Exercise 1:
Repeat the entries word for word, starting at the first line of the entries and ending at the line that contains "171], [306, 121]]]".

Text section:
──────────
Finally, plaintiffs cite to the provisions of the Franchise Agreement that set forth Filer's obligations with respect to the operation of its shop. For instance, Midas requires Filer to "keep his shop open to the public during all normal business days and hours throughout the year"; "maintain an inventory of those genuine Midas products listed in Schedule A"; and "maintain interior and exterior painting and decor in such manner and form as may be reasonably prescribed from time to time by Midas." Id., at § 6.1 at 6.

Summary Judgment Standard.
──────────
[Some records]
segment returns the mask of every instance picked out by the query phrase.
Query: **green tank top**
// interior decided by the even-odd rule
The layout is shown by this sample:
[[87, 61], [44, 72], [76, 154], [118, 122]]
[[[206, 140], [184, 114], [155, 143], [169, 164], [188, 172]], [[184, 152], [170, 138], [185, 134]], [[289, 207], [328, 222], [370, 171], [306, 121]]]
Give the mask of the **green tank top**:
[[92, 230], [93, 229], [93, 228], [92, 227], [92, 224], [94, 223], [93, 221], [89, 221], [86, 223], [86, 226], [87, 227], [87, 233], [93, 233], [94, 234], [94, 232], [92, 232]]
──────────
Exercise 2:
Duplicate the passage on the Franchise Agreement word for word, starting at "Finally, plaintiffs cite" and ending at "at § 6.1 at 6.".

Task solution 1:
segment returns the mask of every instance picked out by the query phrase.
Query: **green tank top**
// interior decided by the even-odd rule
The layout is shown by this sample:
[[87, 61], [44, 72], [76, 154], [118, 122]]
[[[206, 140], [184, 114], [155, 143], [169, 164], [188, 172]], [[184, 152], [170, 138], [185, 134]], [[289, 207], [328, 222], [370, 171], [306, 121]]]

Task solution 2:
Finally, plaintiffs cite to the provisions of the Franchise Agreement that set forth Filer's obligations with respect to the operation of its shop. For instance, Midas requires Filer to "keep his shop open to the public during all normal business days and hours throughout the year"; "maintain an inventory of those genuine Midas products listed in Schedule A"; and "maintain interior and exterior painting and decor in such manner and form as may be reasonably prescribed from time to time by Midas." Id., at § 6.1 at 6.